━━ Document passage ━━

And frankly, you're still getting 45Mbps under those conditions.  Many
people would kill for that sort of performance - although they'd probably
then want to kill everyone in the Comcast call centre later on.

 - Jonathan Morton

Re: [Bloat] The Dark Problem with AQM in the Internet?

[Dave Taht]

On Thu, Aug 28, 2014 at 10:20 AM, Jerry Jongerius <jerryj@duckware.com> wrote:
> Jonathan,
>
> Yes, WireShark shows that *only* one packet gets lost.  Regardless of RWIN
> size.  The RWIN size can be below the BDP (no measurable queuing within the
> CMTS).  Or, the RWIN size can be very large, causing significant queuing
> within the CMTS.  With a larger RWIN value, the single dropped packet
> typically happens sooner in the download, rather than later.  The fact there
> is no "burst loss" is a significant clue.
>
> The graph is fully explained by the Westwood+ algorithm that the server is
> using.  If you input the data observed into the Westwood+ bandwidth
> estimator, you end up with the rate seen in the graph after the packet loss
> event.  The reason the rate gets limited (no ramp up) is due to Westwood+
> behavior on a RTO.  And the reason there is the RTO is due the bufferbloat,
> and the timing of the lost packet in relation to when the bufferbloat
> starts.  When there is no RTO, I see the expected drop (to the Westwood+
> bandwidth estimate) and ramp back up.  On a RTO, Westwood+ sets both
> ssthresh and cwnd to its bandwidth estimate.

On the same network, what does cubic do?

> The PC does SACK, the server does not, so not used.  Timestamps off.

━━━

Required actions ->
1 > In the bufferbloat thread, change "RWIN" to "receive window" throughout the stretch from "On Thu, Aug" through "a significant clue.", and give that stretch again.
2 > List the full names of all the people in the bufferbloat thread.
The data after the bufferbloat thread is separate material.

━━ Dataset excerpts ━━

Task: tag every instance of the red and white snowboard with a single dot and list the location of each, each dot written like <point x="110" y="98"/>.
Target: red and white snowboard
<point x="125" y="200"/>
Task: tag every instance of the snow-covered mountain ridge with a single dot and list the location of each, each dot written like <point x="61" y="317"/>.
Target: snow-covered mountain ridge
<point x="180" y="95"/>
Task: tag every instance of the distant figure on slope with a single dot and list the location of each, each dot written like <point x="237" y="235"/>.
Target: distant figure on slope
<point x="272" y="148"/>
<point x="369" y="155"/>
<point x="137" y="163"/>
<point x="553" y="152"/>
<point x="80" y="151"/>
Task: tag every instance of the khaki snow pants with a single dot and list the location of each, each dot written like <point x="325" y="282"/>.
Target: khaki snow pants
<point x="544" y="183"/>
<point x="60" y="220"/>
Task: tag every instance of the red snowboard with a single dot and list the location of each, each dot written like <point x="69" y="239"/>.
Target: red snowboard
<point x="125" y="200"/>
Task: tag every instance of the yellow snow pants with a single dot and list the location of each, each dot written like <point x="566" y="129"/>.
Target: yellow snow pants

━━━

Worked solutions ->
1 >
On Thu, Aug 28, 2014 at 10:20 AM, Jerry Jongerius <jerryj@duckware.com> wrote:
> Jonathan,
>
> Yes, WireShark shows that *only* one packet gets lost.  Regardless of receive window
> size.  The receive window size can be below the BDP (no measurable queuing within the
> CMTS).  Or, the receive window size can be very large, causing significant queuing
> within the CMTS.  With a larger receive window value, the single dropped packet
> typically happens sooner in the download, rather than later.  The fact there
> is no "burst loss" is a significant clue.

2 > Jonathan Morton, Dave Taht, Jerry Jongerius